▶ [Text section]
▬▬▬▬▬▬▬▬▬▬

The style of Le Vert-Galant with its rounded treetops and Cubist triangular planes reappears in 1946, in the almost playfully ornamental gouache landscapes of Ménerbes (Vaucluse), which are closer to the "collage" than to the "radial-plane" type. At times these compositions remind us of Paul Klee, the magician who conjured up unreal landscapes for spiritual promenades; but beside his subtle, northern-oriental fantasy, Picasso's art seems popular, robust, indeed, almost naturalistic! Even in 1951, at Vallauris, Picasso's landscapes were for the most part small and decorative. The main motif is usually a narrow, many-storied villa surrounded by lemon and orange trees, whose fruits glow in the dark greenery; the spatial structure is influenced by the Café painted at Royan in August 1940.
But at the same time Vallauris saw the emergence of an entirely different landscape style. It was at Vallauris that Picasso discovered the beauty of southern winter scenes, and captured this previously unexplored beauty in, for example, the relatively large oil dated December 22, 1950. It does not show a magically unreal snow scene, but portrays nature at its most forlorn and desolate: nature devoid of all sensual adornment, all luminous colors, even of the festive blue of the sky. More than any other, this picture of solitude, soledad, reveals Picasso's Spanish soul. The leafless olive trees expressively stretch their bare branches toward the gray sky, as though in extreme despair; their ugly contorted forms are arranged beside each other in harsh light grays and dark browns.

▬▬▬▬▬▬▬▬▬▬

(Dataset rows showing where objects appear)
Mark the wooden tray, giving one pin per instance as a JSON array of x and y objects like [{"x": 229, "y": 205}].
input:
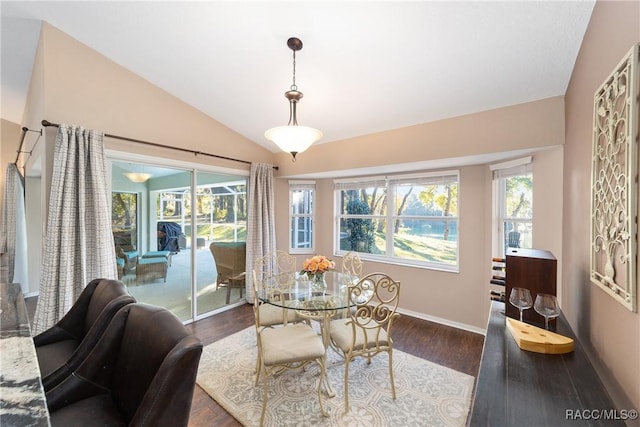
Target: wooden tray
[{"x": 532, "y": 338}]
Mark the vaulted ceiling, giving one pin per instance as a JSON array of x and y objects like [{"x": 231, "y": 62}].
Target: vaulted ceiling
[{"x": 366, "y": 66}]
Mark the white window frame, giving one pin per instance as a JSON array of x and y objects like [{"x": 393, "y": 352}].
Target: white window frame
[
  {"x": 390, "y": 182},
  {"x": 293, "y": 216},
  {"x": 500, "y": 172}
]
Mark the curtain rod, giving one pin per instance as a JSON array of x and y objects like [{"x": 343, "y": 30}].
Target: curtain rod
[
  {"x": 24, "y": 134},
  {"x": 47, "y": 123}
]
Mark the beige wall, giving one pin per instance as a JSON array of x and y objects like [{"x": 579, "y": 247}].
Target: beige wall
[
  {"x": 459, "y": 299},
  {"x": 531, "y": 125},
  {"x": 608, "y": 330},
  {"x": 83, "y": 87}
]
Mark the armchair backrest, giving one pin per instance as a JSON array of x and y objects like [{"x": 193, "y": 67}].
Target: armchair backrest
[
  {"x": 375, "y": 298},
  {"x": 230, "y": 258},
  {"x": 146, "y": 361}
]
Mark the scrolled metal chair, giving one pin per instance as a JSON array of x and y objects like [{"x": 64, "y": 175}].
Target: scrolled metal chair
[{"x": 366, "y": 332}]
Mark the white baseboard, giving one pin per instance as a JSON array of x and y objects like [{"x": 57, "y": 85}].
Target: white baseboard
[{"x": 445, "y": 322}]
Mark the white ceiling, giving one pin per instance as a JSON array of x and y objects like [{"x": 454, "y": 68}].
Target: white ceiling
[{"x": 366, "y": 66}]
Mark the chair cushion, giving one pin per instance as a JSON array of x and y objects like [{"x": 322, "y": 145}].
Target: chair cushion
[
  {"x": 96, "y": 411},
  {"x": 342, "y": 332},
  {"x": 271, "y": 315},
  {"x": 291, "y": 343},
  {"x": 54, "y": 355}
]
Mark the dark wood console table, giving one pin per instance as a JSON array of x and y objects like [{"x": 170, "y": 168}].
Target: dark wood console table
[{"x": 521, "y": 388}]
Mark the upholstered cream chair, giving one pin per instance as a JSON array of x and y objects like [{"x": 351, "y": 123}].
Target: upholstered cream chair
[
  {"x": 366, "y": 332},
  {"x": 286, "y": 347},
  {"x": 275, "y": 271}
]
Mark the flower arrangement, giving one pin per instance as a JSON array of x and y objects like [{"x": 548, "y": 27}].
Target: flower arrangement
[{"x": 316, "y": 266}]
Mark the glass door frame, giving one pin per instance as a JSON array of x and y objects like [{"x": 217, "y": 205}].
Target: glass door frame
[{"x": 194, "y": 168}]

▬▬▬▬▬▬▬▬▬▬

▶ [What you are asked to do] Please write out the passage on Picasso's landscapes again in full, word for word.

▶ [Task result]
The style of Le Vert-Galant with its rounded treetops and Cubist triangular planes reappears in 1946, in the almost playfully ornamental gouache landscapes of Ménerbes (Vaucluse), which are closer to the "collage" than to the "radial-plane" type. At times these compositions remind us of Paul Klee, the magician who conjured up unreal landscapes for spiritual promenades; but beside his subtle, northern-oriental fantasy, Picasso's art seems popular, robust, indeed, almost naturalistic! Even in 1951, at Vallauris, Picasso's landscapes were for the most part small and decorative. The main motif is usually a narrow, many-storied villa surrounded by lemon and orange trees, whose fruits glow in the dark greenery; the spatial structure is influenced by the Café painted at Royan in August 1940.
But at the same time Vallauris saw the emergence of an entirely different landscape style. It was at Vallauris that Picasso discovered the beauty of southern winter scenes, and captured this previously unexplored beauty in, for example, the relatively large oil dated December 22, 1950. It does not show a magically unreal snow scene, but portrays nature at its most forlorn and desolate: nature devoid of all sensual adornment, all luminous colors, even of the festive blue of the sky. More than any other, this picture of solitude, soledad, reveals Picasso's Spanish soul. The leafless olive trees expressively stretch their bare branches toward the gray sky, as though in extreme despair; their ugly contorted forms are arranged beside each other in harsh light grays and dark browns.